Items listed in a dataset:

--*--

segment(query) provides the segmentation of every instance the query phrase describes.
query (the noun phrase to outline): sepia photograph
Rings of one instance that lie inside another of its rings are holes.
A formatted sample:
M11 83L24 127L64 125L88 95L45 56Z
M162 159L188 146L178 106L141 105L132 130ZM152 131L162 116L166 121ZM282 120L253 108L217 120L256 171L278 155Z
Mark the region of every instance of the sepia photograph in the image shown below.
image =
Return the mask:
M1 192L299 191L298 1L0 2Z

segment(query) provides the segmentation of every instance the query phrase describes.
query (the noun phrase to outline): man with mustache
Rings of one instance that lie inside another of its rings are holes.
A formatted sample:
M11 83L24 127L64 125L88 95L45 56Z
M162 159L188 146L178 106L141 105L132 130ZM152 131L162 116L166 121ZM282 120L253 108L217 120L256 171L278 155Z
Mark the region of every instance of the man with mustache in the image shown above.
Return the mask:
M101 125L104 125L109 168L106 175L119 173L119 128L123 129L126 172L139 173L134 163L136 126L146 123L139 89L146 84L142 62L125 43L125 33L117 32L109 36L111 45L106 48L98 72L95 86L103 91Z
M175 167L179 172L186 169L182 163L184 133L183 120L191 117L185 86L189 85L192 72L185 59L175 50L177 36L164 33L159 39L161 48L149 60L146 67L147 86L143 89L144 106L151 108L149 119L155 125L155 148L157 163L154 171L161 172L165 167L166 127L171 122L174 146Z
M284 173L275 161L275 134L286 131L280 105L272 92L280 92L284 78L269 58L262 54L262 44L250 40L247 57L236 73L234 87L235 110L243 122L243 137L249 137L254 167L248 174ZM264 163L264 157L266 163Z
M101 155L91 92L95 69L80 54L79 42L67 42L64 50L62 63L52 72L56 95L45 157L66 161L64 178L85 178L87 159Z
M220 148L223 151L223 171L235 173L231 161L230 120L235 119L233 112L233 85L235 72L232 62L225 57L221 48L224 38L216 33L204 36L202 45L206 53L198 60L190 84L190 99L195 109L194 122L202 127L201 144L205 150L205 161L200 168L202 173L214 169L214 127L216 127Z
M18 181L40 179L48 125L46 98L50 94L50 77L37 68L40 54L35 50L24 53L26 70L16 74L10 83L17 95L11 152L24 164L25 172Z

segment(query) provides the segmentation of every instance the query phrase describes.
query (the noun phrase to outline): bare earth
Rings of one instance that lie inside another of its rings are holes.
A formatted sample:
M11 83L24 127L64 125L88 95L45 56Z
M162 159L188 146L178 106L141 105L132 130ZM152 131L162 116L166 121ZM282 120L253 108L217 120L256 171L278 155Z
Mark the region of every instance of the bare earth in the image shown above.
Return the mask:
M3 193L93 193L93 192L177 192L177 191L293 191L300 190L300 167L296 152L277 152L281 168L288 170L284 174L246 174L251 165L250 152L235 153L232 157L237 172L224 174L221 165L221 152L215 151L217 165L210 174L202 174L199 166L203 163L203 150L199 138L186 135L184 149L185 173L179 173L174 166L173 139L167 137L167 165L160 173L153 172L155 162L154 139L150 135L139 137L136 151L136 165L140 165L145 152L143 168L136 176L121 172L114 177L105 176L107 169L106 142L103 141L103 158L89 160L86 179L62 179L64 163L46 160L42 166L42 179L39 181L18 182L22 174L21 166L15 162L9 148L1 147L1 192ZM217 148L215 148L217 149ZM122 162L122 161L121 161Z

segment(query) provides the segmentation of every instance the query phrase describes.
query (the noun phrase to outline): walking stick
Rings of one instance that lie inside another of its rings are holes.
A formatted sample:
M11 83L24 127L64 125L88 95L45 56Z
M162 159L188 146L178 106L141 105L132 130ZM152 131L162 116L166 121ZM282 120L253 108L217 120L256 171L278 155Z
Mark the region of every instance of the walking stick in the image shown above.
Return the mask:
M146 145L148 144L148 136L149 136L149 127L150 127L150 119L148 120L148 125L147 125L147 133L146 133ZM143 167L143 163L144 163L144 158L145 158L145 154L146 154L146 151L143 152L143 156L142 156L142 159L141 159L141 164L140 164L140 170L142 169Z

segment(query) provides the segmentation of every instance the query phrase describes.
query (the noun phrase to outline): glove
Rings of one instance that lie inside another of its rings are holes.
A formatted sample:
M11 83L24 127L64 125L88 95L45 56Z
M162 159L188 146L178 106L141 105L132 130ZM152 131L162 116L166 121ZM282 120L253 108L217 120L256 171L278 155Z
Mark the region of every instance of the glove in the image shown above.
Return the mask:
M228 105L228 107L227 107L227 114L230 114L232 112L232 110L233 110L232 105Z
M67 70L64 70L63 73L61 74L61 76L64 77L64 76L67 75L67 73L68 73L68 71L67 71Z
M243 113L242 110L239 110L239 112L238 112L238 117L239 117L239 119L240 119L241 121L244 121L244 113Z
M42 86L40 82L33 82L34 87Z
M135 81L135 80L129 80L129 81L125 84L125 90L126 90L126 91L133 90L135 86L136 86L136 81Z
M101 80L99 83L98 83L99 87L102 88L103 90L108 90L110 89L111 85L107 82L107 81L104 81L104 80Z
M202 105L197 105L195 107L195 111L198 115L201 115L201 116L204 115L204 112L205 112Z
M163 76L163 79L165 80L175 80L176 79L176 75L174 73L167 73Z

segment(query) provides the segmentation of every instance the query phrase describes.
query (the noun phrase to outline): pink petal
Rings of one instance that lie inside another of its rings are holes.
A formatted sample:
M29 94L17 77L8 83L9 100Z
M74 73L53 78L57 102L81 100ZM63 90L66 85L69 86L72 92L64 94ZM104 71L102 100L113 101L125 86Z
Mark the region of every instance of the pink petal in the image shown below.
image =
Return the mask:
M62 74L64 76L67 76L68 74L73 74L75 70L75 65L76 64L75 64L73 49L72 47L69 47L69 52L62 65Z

--*--

### TASK DIRECTIONS
Copy the material from its start up to and including the line with "M1 192L299 191L298 1L0 2Z", renaming "sepia photograph" to "black-and-white photograph" and leaving all else unchanged.

### EXERCISE RESPONSE
segment(query) provides the segmentation of every instance the query phrase describes.
query (the noun phrase to outline): black-and-white photograph
Rings of one instance that lie inside another of its rings are holes.
A formatted sample:
M11 83L24 127L64 125L88 95L45 56Z
M162 159L188 146L178 106L141 105L132 130ZM152 131L162 116L166 121ZM282 120L253 108L217 120L256 171L278 155Z
Mark the region of every instance of the black-and-white photograph in the image shown below.
image =
Return the mask:
M1 192L299 191L298 1L0 2Z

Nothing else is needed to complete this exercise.